** DIE AUFGABE **
Welche Serie wird im Artikel über Comic-Reihen als langweilig bezeichnet?

Bei manchen Serien bin ich sogar auch hängen geblieben und habe die Folge-Heftchen gekauft und teils auch mal das eine oder andere dieser sagenumwobenen Abos eingegangen. Mit „Justice League“ haben wir hoffentlich eine herrliche Comic-Reihe vor uns. Die Top-Superhelden Batman, Superman, Green Lantern, Flash, Wonder Woman und Cyborg (kennt den Jemand?) treffen auf sehr humorvolle Weise zusammen und bekämpfe natürlich irgendwie das Böse.

Die Neuauflage der Klassiker-Serien „Detective Comics“, sprich Batman und, junge, hat mich das überrascht: „Action Comics“, sprich Superman von dem ehrwürdigen Grant Morrison, sind fast schon Pflicht! Wohlgemerkt, ich hasse Superman, eigentlich, aber „Action Comics“ war überraschend gut, Superman gibt sich diesmal anders, auch wenn das eingefleischte Fans (also nicht ich) doof finden.

Und die eigentliche „Batman“-Serie musste für mich auch sein, weil die „Dark Knight“-Serie langweilig ist. Auch eine gute Serie ist „Swamp Thing“ geworden. Ein Typ, der geistig verbunden ist mit der Natur aus dem Sumpf, die sich in einem riesigen, eh… „Ding“ manifestiert. Ein düsterer Horror-Comic, auch wenn nicht sonderlich gruselig.

** GEZEIGTE EINTRÄGE **
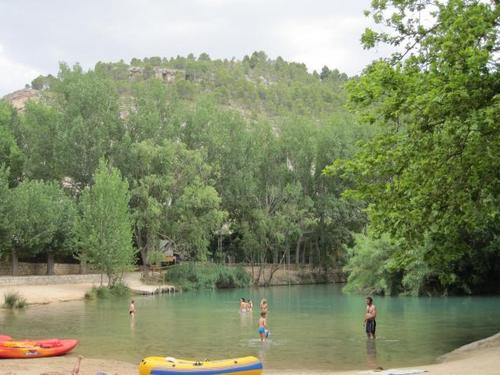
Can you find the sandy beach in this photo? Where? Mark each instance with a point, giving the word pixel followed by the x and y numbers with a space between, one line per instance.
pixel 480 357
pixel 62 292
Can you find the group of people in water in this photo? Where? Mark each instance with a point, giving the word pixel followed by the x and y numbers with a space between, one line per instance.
---
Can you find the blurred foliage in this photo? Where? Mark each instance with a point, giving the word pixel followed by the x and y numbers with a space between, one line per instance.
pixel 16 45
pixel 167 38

** RICHTIGE AUSGABE **
Die „Dark Knight“-Serie.